- _TASK STATEMENT_: All lines from the one containing "Definition first: for each instance of the black sleeve, imagine" to the end of the data below are to be returned exactly, both ends included, with nothing added.

Stored data entries:
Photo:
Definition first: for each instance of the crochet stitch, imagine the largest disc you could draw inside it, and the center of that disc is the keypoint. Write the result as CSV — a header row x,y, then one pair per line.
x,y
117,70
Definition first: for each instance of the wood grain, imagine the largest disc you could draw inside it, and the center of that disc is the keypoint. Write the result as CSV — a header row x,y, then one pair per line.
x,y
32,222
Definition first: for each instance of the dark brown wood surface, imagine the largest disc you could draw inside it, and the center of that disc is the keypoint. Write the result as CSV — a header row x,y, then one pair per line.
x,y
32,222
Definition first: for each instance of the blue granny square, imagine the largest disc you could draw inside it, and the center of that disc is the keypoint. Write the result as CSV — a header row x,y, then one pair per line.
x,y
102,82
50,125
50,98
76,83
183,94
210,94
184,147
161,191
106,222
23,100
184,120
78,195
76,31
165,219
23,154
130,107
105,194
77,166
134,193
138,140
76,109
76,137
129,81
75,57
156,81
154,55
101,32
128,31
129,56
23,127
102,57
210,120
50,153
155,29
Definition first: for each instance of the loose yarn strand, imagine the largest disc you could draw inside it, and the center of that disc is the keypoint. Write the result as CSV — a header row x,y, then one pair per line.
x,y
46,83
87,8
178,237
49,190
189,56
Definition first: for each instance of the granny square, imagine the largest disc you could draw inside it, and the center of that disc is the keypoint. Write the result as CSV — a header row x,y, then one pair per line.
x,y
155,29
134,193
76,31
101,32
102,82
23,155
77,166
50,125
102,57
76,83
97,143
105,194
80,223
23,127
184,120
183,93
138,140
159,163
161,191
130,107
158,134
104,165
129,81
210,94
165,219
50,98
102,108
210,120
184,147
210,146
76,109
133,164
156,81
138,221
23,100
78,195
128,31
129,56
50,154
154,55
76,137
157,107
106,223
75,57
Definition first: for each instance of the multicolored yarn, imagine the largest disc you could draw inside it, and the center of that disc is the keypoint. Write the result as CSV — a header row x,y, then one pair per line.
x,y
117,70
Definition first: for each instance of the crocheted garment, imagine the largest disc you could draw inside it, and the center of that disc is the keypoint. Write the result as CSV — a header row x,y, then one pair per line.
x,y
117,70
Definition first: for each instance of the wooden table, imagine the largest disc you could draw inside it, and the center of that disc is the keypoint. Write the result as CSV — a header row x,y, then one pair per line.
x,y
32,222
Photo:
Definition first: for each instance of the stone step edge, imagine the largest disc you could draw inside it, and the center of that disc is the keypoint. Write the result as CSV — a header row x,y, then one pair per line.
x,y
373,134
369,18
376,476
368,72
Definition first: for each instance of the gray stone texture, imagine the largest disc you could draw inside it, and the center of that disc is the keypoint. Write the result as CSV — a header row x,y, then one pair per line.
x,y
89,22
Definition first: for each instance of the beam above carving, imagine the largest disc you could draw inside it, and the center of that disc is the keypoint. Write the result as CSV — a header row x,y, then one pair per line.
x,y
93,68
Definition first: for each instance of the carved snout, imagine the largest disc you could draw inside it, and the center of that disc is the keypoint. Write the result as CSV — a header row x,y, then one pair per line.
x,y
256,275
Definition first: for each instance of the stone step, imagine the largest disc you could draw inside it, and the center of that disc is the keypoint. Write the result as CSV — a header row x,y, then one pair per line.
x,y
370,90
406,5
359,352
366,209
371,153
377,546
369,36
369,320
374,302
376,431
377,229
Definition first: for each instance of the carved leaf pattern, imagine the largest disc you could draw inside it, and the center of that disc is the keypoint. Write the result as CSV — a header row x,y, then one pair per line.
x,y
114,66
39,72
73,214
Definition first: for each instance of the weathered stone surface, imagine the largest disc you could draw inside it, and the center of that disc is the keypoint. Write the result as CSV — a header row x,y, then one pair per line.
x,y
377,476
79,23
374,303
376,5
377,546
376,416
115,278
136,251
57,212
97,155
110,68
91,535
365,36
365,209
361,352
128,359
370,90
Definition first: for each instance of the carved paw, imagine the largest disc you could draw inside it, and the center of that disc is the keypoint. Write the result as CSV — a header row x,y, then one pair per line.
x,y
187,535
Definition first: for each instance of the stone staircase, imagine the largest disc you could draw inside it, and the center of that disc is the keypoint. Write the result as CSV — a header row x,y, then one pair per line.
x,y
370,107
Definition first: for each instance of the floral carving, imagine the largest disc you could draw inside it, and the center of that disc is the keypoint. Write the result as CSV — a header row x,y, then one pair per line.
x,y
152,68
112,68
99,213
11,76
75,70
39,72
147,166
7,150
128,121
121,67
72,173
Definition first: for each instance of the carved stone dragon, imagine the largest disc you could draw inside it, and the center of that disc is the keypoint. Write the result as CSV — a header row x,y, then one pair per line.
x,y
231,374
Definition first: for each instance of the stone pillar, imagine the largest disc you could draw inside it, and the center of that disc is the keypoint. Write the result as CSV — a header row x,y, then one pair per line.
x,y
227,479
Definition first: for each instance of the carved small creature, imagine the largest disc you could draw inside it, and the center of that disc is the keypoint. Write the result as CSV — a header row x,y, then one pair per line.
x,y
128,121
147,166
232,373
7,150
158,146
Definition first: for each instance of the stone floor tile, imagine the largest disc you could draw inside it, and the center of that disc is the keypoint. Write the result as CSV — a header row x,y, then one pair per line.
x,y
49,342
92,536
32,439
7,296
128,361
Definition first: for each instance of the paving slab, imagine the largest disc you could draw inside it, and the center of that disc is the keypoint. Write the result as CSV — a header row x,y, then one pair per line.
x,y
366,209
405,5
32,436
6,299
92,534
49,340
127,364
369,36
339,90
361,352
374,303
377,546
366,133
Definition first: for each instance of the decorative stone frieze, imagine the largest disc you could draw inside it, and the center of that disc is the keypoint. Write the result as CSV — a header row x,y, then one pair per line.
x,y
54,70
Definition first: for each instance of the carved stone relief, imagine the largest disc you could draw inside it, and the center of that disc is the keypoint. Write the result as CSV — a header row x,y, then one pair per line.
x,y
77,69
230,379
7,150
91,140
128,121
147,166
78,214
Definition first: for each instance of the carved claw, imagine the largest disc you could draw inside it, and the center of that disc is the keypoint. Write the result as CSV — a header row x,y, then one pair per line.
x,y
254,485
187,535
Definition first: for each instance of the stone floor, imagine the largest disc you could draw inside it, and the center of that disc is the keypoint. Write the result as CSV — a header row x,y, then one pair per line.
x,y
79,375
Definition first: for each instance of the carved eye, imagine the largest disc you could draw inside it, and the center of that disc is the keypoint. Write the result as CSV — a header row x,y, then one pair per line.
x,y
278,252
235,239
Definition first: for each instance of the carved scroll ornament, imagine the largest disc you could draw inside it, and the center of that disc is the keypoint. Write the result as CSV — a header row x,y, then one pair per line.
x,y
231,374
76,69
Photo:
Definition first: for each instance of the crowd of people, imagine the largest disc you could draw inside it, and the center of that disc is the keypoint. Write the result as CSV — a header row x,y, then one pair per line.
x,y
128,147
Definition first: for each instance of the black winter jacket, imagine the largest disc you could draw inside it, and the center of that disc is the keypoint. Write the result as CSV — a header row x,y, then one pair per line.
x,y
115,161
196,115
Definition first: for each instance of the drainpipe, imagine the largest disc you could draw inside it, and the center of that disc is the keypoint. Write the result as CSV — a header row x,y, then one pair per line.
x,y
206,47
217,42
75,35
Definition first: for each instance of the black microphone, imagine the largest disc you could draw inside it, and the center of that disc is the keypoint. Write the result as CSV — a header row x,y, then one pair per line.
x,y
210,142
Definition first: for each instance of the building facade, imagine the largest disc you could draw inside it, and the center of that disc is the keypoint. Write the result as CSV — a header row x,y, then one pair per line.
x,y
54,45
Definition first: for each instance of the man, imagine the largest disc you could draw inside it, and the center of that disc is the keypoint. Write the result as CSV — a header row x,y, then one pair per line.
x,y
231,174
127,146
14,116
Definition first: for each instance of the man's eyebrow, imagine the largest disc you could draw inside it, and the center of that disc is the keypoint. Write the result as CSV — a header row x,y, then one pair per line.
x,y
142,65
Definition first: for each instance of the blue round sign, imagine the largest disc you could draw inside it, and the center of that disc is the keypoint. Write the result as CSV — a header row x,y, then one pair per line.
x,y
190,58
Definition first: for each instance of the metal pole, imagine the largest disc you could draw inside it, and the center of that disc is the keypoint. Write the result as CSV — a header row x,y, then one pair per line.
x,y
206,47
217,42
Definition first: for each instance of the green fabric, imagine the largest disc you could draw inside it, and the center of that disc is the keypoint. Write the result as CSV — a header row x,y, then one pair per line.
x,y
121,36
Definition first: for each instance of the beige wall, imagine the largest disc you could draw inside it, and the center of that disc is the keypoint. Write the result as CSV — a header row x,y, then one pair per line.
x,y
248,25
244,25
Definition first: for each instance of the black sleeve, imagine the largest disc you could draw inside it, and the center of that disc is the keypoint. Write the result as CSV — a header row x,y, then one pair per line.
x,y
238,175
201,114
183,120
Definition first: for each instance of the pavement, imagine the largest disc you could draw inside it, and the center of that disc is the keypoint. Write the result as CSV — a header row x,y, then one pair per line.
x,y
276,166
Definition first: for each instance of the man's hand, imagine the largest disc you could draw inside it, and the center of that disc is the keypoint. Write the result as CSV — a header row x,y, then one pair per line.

- _SOLUTION FOR THIS EXERCISE_:
Definition first: for each instance of the black sleeve, imagine the largest disc you could draw inside it, and the center of that disc is the keypoint. Write the result as CSV — a header row x,y, then one pair per line.
x,y
238,175
201,114
183,120
Definition first: for each instance of the pavement, imagine the largest disc you could draw inside it, and the center of that disc is the keypoint. Write the result as CSV — a header row x,y, then one pair per line.
x,y
276,166
Definition first: for each instance of the man's hand, imagine the largest disc you could draw inside it, and the center of that disc is the keypoint. Write the result as CSV — a header row x,y, then one pair per line.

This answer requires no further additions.